*Work order*
Each and every line below goes into your answer unchanged, but leave out the images.

*Natural language region descriptions*
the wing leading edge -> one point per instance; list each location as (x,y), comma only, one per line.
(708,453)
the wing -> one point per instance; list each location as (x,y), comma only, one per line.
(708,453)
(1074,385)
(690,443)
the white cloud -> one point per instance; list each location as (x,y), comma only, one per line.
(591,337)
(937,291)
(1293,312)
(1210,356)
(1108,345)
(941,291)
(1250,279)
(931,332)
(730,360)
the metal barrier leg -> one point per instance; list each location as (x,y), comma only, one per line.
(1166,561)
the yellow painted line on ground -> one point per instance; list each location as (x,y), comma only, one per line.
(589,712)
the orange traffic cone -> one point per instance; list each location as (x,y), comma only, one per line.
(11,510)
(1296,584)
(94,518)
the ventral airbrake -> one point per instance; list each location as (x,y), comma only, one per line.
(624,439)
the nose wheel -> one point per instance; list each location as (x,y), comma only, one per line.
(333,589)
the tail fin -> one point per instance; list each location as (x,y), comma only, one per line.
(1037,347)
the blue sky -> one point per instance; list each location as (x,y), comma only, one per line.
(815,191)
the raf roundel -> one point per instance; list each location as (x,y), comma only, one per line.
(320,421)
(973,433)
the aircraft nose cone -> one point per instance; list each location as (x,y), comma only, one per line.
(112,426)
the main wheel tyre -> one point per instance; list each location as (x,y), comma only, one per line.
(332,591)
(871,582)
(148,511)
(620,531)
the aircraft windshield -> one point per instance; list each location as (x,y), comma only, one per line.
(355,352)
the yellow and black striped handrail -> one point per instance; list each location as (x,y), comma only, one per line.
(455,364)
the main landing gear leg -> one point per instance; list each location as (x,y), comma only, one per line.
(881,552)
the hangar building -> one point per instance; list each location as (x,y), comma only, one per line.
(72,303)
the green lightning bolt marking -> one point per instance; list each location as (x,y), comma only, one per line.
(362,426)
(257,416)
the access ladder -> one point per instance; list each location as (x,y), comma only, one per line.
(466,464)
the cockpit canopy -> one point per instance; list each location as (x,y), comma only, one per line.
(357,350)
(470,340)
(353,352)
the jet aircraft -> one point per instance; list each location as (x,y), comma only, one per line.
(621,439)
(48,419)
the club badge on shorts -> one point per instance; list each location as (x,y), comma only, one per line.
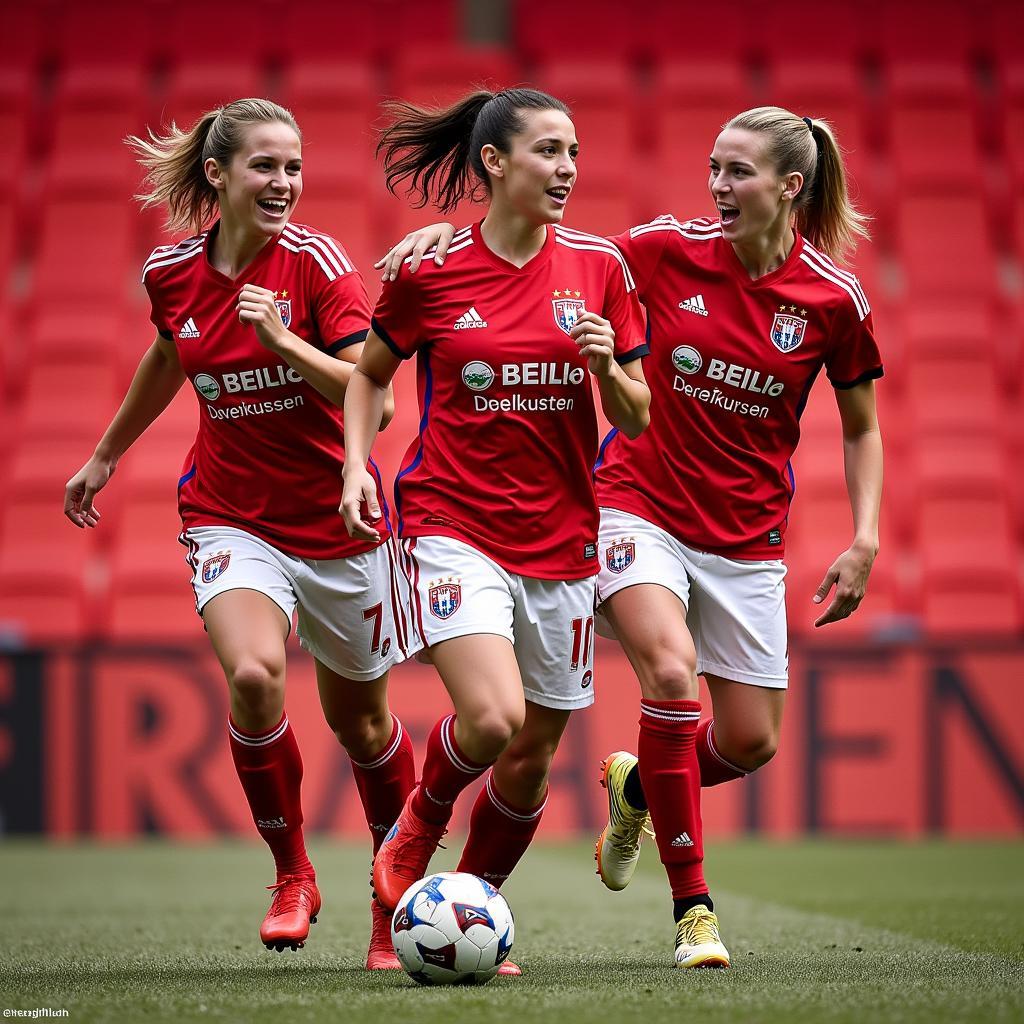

*Completed task*
the wing leading edge -> one point per instance; list each location as (x,y), comma only, one per line.
(708,453)
the wing -> one point per instance; list each location as (x,y), comma only, one per line.
(708,453)
(1074,385)
(690,443)
the white cloud -> one point per instance; list each location as (x,y), comma only, one per line.
(591,337)
(937,291)
(1293,312)
(1210,356)
(1108,345)
(941,291)
(1250,279)
(931,332)
(730,360)
the metal barrier leg -> one point per instance; list each location as (x,y), comma only, one per line.
(1166,561)
the yellow painted line on ground -> one point per instance; list each location as (x,y), comma only, one per line.
(589,712)
the orange traffic cone -> one point per instance; list each location as (x,y), comma only, one per line.
(11,510)
(1296,584)
(94,518)
the ventral airbrake -> one point per instance; list each location as (x,y), comma only, one per line.
(624,439)
the nose wheel -> one point per instance; list each location as (x,y), comma only, one per line.
(333,589)
the tail fin -> one point per instance; list each location as (x,y), comma only, one per line.
(1037,347)
the blue sky -> one point per instance; list each location as (x,y), comma only, one per line.
(815,191)
the raf roundel -> one point per instance; list each location as (x,y), comma only, one per line.
(320,421)
(973,433)
the aircraft nose cone -> one point per instance; list each location as (x,y), comma only, one per line.
(112,426)
the main wheel tyre -> one point per instance; list each location as (x,y), comma only, one per line.
(332,591)
(871,582)
(148,511)
(620,531)
the aircraft windshield -> one point per instance; list each location as (x,y), comma only, one per line.
(355,352)
the yellow and black striped handrail -> one point per instance; list each location as (x,y), comma only, one per line.
(455,364)
the main landing gear leg -> one point per instance; list each location as (x,y), comma only, one per line.
(881,552)
the hangar building -> one point per instance; list each location as (x,y), comma only, one per line.
(72,303)
the green lightning bolt marking -> one point per instance; list each location as (x,y), comma only, one per line.
(362,426)
(257,416)
the access ladder -> one point per instance; list each location as (x,y), comma only, one per line.
(466,464)
the cockpit canopy -> one point per instance; list each location as (x,y), comma only, one per line.
(357,350)
(470,340)
(353,352)
the jet aircraft -> one point per instance; list each location as (x,y), comma only, one per line.
(621,439)
(48,419)
the club badge on shorts -> one point per instance; list each location as (x,y), comma only, one per line.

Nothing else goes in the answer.